* **Labeled region records**:
--

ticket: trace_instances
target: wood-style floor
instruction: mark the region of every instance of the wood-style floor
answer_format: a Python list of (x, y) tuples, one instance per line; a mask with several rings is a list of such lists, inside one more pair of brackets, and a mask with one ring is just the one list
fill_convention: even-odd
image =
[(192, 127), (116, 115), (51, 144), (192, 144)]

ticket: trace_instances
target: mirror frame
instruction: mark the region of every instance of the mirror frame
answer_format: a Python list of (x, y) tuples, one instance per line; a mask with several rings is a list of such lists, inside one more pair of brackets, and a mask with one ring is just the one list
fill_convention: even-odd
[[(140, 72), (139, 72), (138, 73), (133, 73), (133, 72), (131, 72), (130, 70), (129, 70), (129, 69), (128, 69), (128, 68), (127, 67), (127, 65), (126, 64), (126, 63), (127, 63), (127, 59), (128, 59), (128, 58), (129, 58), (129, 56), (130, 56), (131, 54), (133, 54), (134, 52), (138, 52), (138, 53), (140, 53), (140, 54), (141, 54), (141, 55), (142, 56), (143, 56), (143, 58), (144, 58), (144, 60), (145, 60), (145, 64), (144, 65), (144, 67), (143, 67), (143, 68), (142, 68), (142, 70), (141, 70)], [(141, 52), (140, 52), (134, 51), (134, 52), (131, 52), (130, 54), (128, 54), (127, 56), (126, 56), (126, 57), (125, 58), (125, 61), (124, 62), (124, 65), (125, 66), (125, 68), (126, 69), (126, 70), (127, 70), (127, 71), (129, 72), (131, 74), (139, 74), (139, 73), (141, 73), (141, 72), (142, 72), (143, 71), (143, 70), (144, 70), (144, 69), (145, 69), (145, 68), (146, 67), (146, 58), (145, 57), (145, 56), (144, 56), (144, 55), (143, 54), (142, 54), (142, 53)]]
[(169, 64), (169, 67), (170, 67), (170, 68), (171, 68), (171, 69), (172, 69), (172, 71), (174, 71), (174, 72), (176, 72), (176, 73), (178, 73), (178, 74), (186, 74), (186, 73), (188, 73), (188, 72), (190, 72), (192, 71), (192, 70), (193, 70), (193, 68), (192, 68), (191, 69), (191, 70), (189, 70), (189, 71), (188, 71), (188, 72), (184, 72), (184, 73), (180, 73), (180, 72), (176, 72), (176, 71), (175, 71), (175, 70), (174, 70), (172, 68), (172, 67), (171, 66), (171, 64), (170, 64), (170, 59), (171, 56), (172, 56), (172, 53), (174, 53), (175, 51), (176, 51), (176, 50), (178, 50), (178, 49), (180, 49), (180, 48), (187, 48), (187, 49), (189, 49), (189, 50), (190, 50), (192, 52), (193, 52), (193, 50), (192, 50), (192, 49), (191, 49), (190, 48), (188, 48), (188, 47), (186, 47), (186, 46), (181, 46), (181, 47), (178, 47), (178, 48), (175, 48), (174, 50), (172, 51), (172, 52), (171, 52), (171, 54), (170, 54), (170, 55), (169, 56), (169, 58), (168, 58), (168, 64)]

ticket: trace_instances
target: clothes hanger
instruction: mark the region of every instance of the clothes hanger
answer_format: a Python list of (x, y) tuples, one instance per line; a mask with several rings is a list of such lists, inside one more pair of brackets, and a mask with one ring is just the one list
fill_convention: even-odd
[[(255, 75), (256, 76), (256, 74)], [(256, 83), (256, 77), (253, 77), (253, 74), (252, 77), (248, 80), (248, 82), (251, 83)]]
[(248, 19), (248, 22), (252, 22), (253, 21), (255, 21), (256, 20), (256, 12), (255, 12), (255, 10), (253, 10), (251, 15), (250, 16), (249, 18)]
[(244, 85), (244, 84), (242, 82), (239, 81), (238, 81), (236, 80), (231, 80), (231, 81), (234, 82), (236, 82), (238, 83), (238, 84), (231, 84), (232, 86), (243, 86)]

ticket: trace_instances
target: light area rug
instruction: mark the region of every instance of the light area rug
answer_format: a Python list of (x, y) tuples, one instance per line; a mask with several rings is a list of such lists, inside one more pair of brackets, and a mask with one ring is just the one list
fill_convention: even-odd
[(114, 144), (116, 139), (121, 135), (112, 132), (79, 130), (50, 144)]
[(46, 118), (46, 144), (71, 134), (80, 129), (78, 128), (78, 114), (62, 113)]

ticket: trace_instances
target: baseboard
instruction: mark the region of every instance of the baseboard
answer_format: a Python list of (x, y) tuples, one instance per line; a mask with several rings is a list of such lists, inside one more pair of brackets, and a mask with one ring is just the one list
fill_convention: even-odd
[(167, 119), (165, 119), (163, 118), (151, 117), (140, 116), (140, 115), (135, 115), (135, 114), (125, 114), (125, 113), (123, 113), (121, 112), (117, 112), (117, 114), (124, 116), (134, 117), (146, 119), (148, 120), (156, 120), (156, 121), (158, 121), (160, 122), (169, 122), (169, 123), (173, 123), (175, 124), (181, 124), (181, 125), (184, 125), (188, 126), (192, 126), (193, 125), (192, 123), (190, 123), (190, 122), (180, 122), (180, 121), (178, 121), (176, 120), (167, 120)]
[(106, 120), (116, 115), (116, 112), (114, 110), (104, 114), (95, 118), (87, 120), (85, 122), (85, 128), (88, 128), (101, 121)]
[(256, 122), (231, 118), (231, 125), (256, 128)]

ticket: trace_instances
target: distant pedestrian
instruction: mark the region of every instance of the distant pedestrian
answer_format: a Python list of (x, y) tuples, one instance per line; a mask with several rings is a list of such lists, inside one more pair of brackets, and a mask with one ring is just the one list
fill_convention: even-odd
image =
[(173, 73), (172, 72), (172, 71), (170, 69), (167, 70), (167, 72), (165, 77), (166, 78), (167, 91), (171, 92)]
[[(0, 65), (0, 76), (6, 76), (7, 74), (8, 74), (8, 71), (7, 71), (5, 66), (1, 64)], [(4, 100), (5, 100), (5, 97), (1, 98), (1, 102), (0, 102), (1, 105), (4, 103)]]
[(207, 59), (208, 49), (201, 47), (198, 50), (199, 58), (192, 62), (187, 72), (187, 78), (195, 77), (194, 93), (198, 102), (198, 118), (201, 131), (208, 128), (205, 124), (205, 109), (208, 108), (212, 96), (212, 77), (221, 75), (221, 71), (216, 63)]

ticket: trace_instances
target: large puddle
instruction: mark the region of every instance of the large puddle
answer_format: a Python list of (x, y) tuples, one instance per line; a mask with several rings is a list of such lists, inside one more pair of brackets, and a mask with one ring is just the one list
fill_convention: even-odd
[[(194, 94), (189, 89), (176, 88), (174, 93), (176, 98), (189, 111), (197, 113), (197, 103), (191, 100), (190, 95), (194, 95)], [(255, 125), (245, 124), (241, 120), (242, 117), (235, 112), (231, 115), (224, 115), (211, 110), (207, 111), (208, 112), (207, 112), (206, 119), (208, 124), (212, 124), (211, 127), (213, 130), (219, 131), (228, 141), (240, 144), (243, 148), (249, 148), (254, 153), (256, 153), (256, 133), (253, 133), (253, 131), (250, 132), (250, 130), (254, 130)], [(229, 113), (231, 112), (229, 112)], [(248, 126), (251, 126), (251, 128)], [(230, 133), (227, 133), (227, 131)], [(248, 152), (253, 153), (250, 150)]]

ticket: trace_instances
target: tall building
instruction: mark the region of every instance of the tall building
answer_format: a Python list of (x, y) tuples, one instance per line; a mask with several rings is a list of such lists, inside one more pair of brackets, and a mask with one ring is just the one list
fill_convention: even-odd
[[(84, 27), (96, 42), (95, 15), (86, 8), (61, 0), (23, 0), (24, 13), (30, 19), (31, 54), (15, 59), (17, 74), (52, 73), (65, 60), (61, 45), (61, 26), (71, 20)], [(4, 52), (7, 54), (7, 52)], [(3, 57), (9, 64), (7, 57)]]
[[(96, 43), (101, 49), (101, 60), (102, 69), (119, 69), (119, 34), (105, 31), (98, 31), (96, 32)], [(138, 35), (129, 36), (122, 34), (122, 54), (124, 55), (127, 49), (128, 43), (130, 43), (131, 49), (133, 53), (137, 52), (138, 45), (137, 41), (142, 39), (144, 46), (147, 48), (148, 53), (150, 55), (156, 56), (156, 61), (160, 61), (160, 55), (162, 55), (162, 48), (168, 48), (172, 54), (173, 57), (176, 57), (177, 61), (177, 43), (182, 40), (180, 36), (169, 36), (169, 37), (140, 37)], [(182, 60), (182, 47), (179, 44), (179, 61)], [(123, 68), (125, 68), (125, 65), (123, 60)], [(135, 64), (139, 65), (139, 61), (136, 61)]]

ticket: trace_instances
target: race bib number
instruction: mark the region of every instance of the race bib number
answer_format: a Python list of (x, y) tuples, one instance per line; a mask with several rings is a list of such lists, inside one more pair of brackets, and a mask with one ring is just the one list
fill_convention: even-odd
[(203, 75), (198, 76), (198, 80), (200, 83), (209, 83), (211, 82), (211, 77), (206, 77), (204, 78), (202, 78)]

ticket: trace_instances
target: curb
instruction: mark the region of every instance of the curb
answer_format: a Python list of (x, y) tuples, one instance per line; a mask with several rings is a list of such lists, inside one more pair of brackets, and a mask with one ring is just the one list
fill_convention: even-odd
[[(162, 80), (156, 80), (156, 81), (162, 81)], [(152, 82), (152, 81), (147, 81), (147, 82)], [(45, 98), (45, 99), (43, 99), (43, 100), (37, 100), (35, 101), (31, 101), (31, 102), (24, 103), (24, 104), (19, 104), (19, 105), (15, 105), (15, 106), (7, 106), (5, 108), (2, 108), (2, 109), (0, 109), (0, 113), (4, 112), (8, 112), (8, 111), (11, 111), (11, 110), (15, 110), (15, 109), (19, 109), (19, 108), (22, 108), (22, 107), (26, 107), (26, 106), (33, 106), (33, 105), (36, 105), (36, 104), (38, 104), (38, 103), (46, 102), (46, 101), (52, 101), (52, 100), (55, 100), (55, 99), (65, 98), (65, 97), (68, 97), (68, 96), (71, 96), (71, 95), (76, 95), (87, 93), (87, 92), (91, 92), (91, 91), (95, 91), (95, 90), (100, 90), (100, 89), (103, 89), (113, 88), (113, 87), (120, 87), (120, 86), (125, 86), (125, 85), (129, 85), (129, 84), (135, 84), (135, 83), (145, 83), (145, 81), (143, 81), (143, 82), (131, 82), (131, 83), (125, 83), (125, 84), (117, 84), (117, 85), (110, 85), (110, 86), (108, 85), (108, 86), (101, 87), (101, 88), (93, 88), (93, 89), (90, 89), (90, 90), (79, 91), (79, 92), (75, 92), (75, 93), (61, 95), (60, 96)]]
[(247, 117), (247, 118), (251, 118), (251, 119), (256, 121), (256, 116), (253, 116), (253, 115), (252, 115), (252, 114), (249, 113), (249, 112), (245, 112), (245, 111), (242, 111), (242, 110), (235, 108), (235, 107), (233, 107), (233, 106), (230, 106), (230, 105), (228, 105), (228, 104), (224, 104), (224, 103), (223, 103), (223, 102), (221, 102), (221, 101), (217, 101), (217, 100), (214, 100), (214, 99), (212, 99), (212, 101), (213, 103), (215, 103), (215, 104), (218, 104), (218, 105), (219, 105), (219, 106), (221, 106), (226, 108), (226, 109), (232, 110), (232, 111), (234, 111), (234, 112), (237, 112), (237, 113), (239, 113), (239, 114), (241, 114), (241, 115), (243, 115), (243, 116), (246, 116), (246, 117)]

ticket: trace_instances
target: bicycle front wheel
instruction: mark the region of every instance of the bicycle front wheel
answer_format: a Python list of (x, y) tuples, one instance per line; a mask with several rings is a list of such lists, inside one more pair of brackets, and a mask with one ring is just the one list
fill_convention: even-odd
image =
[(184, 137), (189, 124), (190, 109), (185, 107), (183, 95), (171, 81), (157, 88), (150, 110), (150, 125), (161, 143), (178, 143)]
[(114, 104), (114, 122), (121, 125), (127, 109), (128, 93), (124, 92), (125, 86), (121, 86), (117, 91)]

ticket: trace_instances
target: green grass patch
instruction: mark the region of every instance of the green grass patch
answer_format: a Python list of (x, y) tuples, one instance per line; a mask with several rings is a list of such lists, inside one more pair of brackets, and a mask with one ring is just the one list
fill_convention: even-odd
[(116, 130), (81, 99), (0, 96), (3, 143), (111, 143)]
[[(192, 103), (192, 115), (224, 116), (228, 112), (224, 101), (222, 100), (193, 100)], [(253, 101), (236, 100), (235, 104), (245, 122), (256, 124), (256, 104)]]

--

* **WHAT IS NEEDED**: Can you turn the material, from its very first line through the line containing "[(192, 127), (116, 115), (51, 144), (192, 144)]" (that line included), into a numbered list with any blank lines omitted?

* **COMPLETE OUTPUT**:
1. ticket: trace_instances
2. target: wood-style floor
3. instruction: mark the region of every instance of the wood-style floor
4. answer_format: a Python list of (x, y) tuples, one instance per line; a mask with several rings is a list of such lists, inside one more pair of brackets, and a mask with one ring is just the one list
5. fill_convention: even-odd
6. image =
7. [(192, 127), (116, 115), (51, 144), (192, 144)]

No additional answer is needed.